> **Exercise description**: Return every line of the data below word for word, omitting the pictures.

> **Dataset content**:

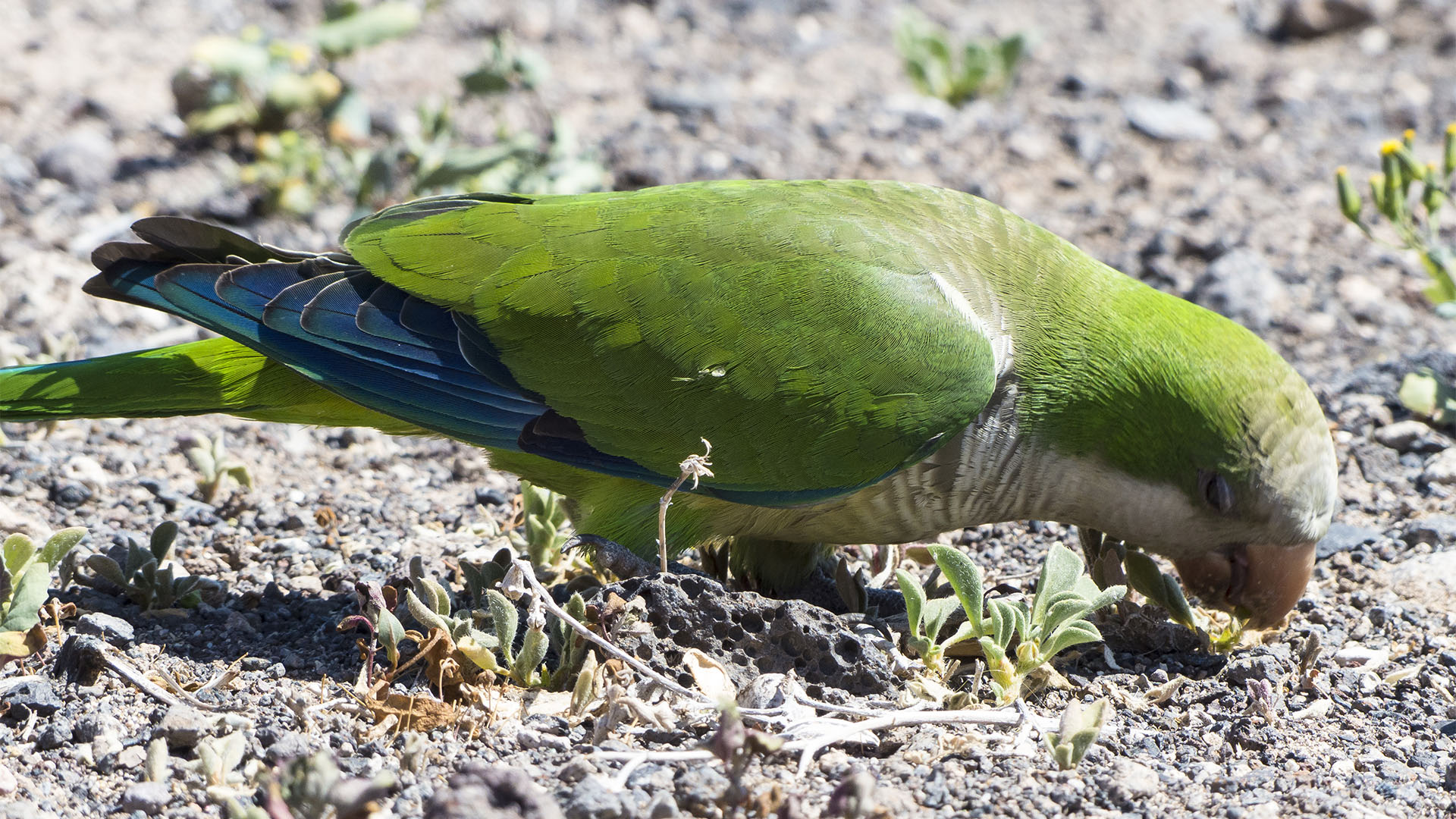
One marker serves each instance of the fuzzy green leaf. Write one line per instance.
(1076, 733)
(391, 632)
(965, 579)
(422, 613)
(18, 551)
(506, 618)
(1059, 573)
(915, 602)
(162, 538)
(30, 595)
(1071, 634)
(60, 544)
(108, 569)
(937, 613)
(530, 656)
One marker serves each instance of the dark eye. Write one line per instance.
(1216, 491)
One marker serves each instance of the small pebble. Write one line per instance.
(147, 798)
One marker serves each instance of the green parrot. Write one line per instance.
(871, 362)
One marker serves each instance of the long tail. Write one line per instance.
(216, 375)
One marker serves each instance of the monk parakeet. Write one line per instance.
(871, 362)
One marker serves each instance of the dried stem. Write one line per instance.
(693, 466)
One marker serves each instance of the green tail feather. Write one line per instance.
(216, 375)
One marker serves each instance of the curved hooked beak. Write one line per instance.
(1256, 579)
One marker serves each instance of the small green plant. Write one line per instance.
(149, 576)
(1055, 621)
(495, 651)
(216, 468)
(312, 134)
(1430, 397)
(310, 787)
(218, 757)
(956, 74)
(25, 580)
(736, 745)
(1076, 733)
(545, 523)
(1410, 196)
(1112, 558)
(378, 617)
(251, 82)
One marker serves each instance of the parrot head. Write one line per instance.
(1197, 442)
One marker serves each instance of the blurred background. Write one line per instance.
(1188, 143)
(1191, 143)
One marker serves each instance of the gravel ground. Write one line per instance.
(1190, 145)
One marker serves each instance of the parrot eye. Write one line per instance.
(1216, 491)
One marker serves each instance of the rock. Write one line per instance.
(182, 726)
(1440, 469)
(1435, 529)
(491, 497)
(33, 695)
(775, 691)
(1316, 18)
(17, 171)
(919, 111)
(663, 806)
(1369, 302)
(1385, 378)
(592, 800)
(1169, 121)
(1131, 783)
(1411, 436)
(284, 745)
(750, 634)
(1381, 464)
(699, 787)
(1241, 284)
(109, 629)
(131, 757)
(147, 798)
(308, 583)
(1253, 668)
(57, 735)
(492, 792)
(577, 770)
(1341, 538)
(1429, 580)
(69, 493)
(83, 159)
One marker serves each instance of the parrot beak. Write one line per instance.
(1260, 580)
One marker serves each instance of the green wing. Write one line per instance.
(800, 327)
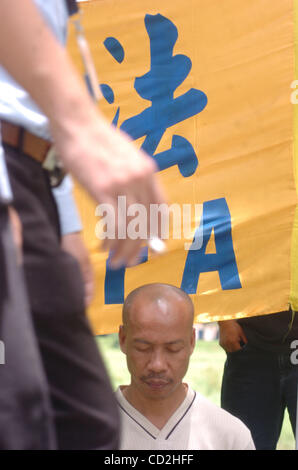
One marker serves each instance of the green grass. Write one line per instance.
(204, 375)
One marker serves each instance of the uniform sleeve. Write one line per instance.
(70, 221)
(5, 189)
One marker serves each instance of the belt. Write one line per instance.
(24, 141)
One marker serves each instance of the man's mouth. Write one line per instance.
(156, 383)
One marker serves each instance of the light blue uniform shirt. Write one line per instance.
(17, 106)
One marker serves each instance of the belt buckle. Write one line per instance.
(54, 167)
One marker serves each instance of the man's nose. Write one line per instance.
(157, 362)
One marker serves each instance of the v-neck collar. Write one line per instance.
(149, 427)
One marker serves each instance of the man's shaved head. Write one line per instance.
(156, 293)
(158, 338)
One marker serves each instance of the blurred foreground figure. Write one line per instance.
(63, 395)
(159, 411)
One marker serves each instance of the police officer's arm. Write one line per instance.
(101, 158)
(231, 335)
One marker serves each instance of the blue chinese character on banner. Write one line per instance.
(158, 86)
(167, 72)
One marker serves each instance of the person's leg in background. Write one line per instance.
(251, 391)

> **Output**:
One marker serves each instance of the fuzzy green leaf. Write one line per instance.
(1076, 733)
(391, 632)
(965, 579)
(422, 613)
(18, 551)
(506, 618)
(1059, 573)
(915, 602)
(162, 538)
(30, 595)
(1071, 634)
(60, 544)
(108, 569)
(937, 613)
(530, 656)
One marker serves each instance of the dark eye. Write one line per instance.
(1216, 491)
One marker serves each instance of the small pebble. Write one line per instance.
(147, 798)
One marker serves each instance of the green parrot. Write one line per instance.
(871, 362)
One marker serves each instance of the long tail. Write one line per instance.
(216, 375)
One marker serves each instance of the monk parakeet. Write one line per instance.
(871, 362)
One marker serves each instance of the dried stem. Write one line per instance.
(693, 466)
One marker serves each instance of the green tail feather. Write one line per instance.
(216, 375)
One marker serves each instance of the curved hooked beak. Write one line per instance.
(1256, 579)
One marker serves each instance of the small green plant. Write one line per instance.
(149, 576)
(1055, 621)
(495, 651)
(216, 468)
(312, 134)
(1430, 397)
(310, 787)
(218, 757)
(956, 74)
(25, 580)
(736, 745)
(1076, 733)
(545, 523)
(1410, 196)
(1112, 558)
(378, 617)
(251, 82)
One marker serves each instance of the parrot head. Write one line per instance.
(1197, 442)
One marker serves each instance of the blurred background. Write one line per instance.
(1188, 143)
(1191, 143)
One marker serves each instance of the gravel ground. Write one line per instance.
(1190, 145)
One marker serves each instance of the parrot eye. Write one line per instance.
(1216, 491)
One marker serves each instance of the rock. Write one line per instance.
(182, 726)
(1440, 469)
(1435, 529)
(491, 497)
(33, 695)
(775, 691)
(1316, 18)
(17, 171)
(919, 111)
(663, 806)
(1369, 302)
(1385, 378)
(592, 800)
(1169, 121)
(1131, 783)
(1411, 436)
(284, 745)
(750, 634)
(1381, 464)
(699, 787)
(1241, 284)
(109, 629)
(131, 757)
(147, 798)
(308, 583)
(1253, 668)
(57, 735)
(492, 792)
(577, 770)
(1341, 538)
(1429, 580)
(69, 493)
(83, 159)
One marker serves each instance of the parrot beak. Write one line per instance.
(1260, 580)
One marker serves each instance of the green wing. Write one line per instance.
(800, 327)
One marker serves each instance of the green grass. Write one line per instance.
(204, 375)
One marker serves each instance of the uniform sleeve. Write one line per instance.
(70, 221)
(5, 189)
One marker serves each instance of the belt. Write one line per instance.
(24, 141)
One marker serves each instance of the man's mouth. Write one line per instance.
(156, 383)
One marker serves each instance of the light blue uniform shirt. Write one line per instance.
(17, 106)
One marker serves each instance of the belt buckle. Write one line per instance.
(54, 167)
One marker serves each instance of the man's nose. Write one line per instance.
(157, 362)
One marker serves each instance of the v-neck collar. Write one line per instance.
(149, 427)
One marker serves each instance of the man's shaved head. Write one line per instance.
(156, 293)
(158, 338)
One marker serves each instance of the blurred foreground figure. Write one line per instance.
(63, 395)
(159, 411)
One marker serves each instance of the police officer's arm. Write one line per instance.
(101, 158)
(231, 335)
One marker serves each instance of the blue chinese character on banner. Write one line per instance.
(158, 86)
(167, 72)
One marker serves each instance of the person's leg in background. Write one line per instance.
(251, 391)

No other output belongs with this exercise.